**DIRECTIONS FOR THIS TASK**
Locate every line in the records below that contains the string "sneaker", and copy each of those lines in full.

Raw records
↓

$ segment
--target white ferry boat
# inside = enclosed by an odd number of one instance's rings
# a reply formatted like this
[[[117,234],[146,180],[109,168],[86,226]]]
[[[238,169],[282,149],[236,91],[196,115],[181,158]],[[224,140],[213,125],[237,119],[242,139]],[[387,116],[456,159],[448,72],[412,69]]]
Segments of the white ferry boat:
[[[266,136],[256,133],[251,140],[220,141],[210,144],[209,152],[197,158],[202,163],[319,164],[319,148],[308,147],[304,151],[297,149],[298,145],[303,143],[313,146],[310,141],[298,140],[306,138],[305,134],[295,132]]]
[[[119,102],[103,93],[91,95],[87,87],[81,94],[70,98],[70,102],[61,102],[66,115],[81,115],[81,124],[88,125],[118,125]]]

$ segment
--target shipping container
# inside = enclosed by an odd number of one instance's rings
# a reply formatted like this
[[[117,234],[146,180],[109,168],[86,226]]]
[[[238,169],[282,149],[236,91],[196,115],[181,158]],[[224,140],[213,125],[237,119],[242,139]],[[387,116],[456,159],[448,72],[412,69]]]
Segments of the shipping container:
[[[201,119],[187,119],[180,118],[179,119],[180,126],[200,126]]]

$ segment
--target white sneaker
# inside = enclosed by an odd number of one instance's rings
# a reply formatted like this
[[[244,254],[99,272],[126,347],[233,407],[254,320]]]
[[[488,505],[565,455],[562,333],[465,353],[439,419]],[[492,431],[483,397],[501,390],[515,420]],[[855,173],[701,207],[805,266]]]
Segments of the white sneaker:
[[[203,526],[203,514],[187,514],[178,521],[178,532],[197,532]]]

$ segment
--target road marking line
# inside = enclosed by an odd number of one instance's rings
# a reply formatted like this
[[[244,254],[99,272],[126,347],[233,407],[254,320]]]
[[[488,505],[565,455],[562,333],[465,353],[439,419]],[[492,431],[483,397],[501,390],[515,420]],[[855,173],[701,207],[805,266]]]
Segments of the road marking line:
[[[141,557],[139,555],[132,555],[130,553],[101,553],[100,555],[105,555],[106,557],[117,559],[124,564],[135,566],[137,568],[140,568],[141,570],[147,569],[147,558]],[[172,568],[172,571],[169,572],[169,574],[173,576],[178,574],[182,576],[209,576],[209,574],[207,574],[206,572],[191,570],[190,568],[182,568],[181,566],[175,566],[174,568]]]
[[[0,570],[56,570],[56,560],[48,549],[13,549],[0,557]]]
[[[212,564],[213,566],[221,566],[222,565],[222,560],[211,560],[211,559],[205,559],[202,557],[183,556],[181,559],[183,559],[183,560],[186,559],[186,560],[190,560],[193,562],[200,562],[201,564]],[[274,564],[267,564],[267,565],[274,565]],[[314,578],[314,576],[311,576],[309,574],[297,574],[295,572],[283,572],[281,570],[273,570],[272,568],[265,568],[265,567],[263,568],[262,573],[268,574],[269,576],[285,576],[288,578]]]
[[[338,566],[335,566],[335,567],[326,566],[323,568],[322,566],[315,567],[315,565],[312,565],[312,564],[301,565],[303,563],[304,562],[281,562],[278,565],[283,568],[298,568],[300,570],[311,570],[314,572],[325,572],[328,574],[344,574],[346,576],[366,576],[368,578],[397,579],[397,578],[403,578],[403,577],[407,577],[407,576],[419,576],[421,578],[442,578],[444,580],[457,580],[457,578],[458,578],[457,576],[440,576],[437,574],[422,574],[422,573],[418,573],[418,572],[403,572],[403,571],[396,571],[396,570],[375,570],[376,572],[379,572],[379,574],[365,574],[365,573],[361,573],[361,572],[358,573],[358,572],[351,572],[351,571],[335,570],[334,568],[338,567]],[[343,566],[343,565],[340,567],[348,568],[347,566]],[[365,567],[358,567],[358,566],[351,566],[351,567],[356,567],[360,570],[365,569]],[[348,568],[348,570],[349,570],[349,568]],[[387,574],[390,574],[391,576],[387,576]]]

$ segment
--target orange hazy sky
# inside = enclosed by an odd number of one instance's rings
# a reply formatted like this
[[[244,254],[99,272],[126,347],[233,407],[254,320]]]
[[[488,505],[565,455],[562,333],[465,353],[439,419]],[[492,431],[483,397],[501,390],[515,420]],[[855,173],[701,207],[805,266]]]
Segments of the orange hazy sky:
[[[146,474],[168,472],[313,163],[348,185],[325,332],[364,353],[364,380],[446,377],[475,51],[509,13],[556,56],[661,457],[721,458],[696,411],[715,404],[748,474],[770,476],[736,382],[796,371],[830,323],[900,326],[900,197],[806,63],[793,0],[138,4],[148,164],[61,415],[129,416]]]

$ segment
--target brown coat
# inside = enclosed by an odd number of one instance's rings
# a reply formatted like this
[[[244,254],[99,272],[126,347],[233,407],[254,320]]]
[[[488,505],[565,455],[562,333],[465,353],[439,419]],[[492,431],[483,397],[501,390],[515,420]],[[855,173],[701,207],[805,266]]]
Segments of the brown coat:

↑

**THE COMPLETED TASK**
--target white sneaker
Segments of the white sneaker:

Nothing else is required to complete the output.